Problem requirements: Reproduce every one of the following rows word for word, with no changes.

Material shown:

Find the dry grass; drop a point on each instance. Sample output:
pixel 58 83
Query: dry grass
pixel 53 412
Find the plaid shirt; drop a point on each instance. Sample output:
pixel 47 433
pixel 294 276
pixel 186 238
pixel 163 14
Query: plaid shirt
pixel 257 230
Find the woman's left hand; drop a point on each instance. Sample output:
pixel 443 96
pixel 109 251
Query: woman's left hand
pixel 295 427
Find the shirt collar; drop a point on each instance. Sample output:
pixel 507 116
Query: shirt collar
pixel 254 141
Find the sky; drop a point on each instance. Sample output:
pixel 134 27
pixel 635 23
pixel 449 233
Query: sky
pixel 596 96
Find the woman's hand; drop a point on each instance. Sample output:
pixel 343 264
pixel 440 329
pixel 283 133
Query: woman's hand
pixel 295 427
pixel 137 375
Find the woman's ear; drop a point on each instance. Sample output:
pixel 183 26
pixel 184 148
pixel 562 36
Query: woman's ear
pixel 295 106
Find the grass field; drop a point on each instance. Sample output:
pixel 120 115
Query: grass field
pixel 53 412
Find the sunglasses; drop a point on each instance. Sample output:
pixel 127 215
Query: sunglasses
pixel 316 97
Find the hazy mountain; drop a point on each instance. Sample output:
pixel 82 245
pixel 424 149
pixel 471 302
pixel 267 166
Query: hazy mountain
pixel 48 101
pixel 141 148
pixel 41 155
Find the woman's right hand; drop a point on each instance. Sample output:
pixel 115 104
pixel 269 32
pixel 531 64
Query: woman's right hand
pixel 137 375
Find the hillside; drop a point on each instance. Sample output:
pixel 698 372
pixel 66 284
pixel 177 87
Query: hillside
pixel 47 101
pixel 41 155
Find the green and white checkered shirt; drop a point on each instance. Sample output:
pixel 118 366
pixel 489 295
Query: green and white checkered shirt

Answer in full:
Find the dry grass; drop a point on each instance. Sample output:
pixel 58 83
Query: dry grass
pixel 53 412
Find the plaid shirt; drop a point on each instance. Sample output:
pixel 47 433
pixel 294 276
pixel 186 238
pixel 163 14
Query: plaid shirt
pixel 257 230
Find the woman's left hand; drop a point on each instance. Sample output:
pixel 443 96
pixel 109 251
Query: woman's left hand
pixel 295 427
Find the shirt collar; drop a point on each instance. Sample output:
pixel 507 116
Query: shirt collar
pixel 254 141
Find the sky; drop a point on each instance. Sample output:
pixel 134 27
pixel 635 23
pixel 449 233
Query: sky
pixel 596 96
Find the woman's hand; drop a point on each instance. Sample output:
pixel 343 264
pixel 440 329
pixel 283 133
Query: woman's hand
pixel 295 427
pixel 137 375
Find the woman's ear; drop a point on each instance. Sample output:
pixel 183 26
pixel 184 148
pixel 562 36
Query: woman's ear
pixel 295 106
Find the grass field; drop a point on each instance. Sample output:
pixel 120 115
Query: grass field
pixel 53 412
Find the sunglasses; drop a point on each instance. Sample output:
pixel 127 215
Query: sunglasses
pixel 316 97
Find the hazy mountain; drop a point on each instance. Sample output:
pixel 82 245
pixel 424 149
pixel 471 302
pixel 267 166
Query: hazy mountain
pixel 48 101
pixel 141 148
pixel 41 155
Find the woman's right hand; drop a point on each instance. Sample output:
pixel 115 104
pixel 269 32
pixel 531 64
Query: woman's right hand
pixel 137 375
Find the hillside; drop a point on each instance. Sample output:
pixel 698 372
pixel 66 284
pixel 177 87
Query: hillside
pixel 47 101
pixel 41 155
Find the green and white checkered shirt; drop a point on each instance. Sample output:
pixel 118 366
pixel 489 295
Query: green and white checkered shirt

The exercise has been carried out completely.